WHAT IS REQUIRED: Every line in the listing is to be echoed verbatim.

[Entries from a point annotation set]
## Start

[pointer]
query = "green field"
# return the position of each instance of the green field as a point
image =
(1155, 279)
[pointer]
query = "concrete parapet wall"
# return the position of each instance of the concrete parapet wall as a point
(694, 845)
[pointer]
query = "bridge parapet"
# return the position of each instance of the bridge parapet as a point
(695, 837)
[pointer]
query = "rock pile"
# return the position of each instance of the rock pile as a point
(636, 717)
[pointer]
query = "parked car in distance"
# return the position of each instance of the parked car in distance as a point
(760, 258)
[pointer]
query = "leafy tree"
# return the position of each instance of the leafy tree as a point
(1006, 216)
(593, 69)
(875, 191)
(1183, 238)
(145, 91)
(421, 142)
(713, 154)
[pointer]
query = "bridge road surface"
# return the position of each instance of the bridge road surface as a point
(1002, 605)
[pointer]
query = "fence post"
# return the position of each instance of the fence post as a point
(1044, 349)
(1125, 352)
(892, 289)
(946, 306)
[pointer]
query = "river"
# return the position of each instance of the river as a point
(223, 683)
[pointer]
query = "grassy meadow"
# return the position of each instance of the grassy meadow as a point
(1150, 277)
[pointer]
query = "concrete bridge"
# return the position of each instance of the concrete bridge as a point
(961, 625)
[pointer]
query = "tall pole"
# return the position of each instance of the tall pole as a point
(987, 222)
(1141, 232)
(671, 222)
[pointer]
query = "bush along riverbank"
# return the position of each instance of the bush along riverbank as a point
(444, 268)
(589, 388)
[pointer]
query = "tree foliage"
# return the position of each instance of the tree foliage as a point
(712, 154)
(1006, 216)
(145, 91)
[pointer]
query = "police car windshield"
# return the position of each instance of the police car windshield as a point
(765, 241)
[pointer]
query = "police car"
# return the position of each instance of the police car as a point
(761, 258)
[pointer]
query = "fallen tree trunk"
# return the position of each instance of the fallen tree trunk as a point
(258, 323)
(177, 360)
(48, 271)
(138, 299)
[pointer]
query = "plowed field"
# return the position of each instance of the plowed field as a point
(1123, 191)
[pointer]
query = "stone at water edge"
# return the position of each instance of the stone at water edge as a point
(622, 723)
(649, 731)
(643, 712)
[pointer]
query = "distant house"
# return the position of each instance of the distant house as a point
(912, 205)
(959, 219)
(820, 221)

## End

RESPONSE BELOW:
[pointer]
query = "green field"
# return the position of each instance of the green field as a point
image =
(1155, 279)
[pointer]
query = "concrete parapet wall"
# return the position of each instance of the concrete parapet wall as a point
(694, 845)
[pointer]
query = "bridge parapet"
# return the position of each instance of the bridge parapet as a point
(695, 837)
[pointer]
query = "rock pile"
# return the position of each instance of the rock pile as a point
(636, 717)
[pointer]
query = "parked car in distance"
# return the position of each instance of the parked car in distance as a point
(760, 258)
[pointer]
query = "leafy tree"
# return the position of each instance of the leafy tree as a point
(1006, 216)
(593, 69)
(875, 191)
(1183, 238)
(145, 91)
(421, 142)
(713, 154)
[pointer]
query = "bridge road surface"
# return the position of each instance of the bridge road surface as a point
(1002, 605)
[pointer]
query = "fence post"
# return the position of each instance of the fence post as a point
(1044, 349)
(1125, 352)
(892, 289)
(946, 306)
[pointer]
query = "river"
# return the position of each instance of the river as a point
(223, 683)
[pointer]
query = "grassy meadow"
# return the position of each instance of the grassy meadow as a point
(1150, 277)
[pointer]
query = "concrete bridge"
# return the position of each instance of the concrete bridge as a point
(961, 625)
[pointer]
query = "tall pole"
# return the position of each instance of the tall pole as a point
(987, 222)
(1141, 232)
(671, 222)
[pointer]
query = "bush along riverbank"
# return the position of each instance of the bush along riverbank as a point
(444, 268)
(589, 388)
[pointer]
query = "tree foliage"
# return the position of each instance of the tree foliage as a point
(712, 154)
(1006, 216)
(145, 91)
[pointer]
query = "police car windshield"
# return the position of each instance of the police car windshield as a point
(765, 241)
[pointer]
query = "police car"
# return the position of each instance of the police car as a point
(761, 258)
[pointer]
query = "fallen tree trunk"
# return the position of each instance of the fallen tree trunk as a point
(258, 323)
(177, 360)
(48, 271)
(138, 299)
[pointer]
query = "plowed field"
# return the position of each instance of the plowed field as a point
(1123, 191)
[pointer]
query = "stone at water edge"
# return the position of each instance of the stone at water edge as a point
(622, 723)
(649, 731)
(643, 712)
[pointer]
query = "distant house"
# return the position of each instance of the distant house as a point
(912, 205)
(959, 219)
(820, 221)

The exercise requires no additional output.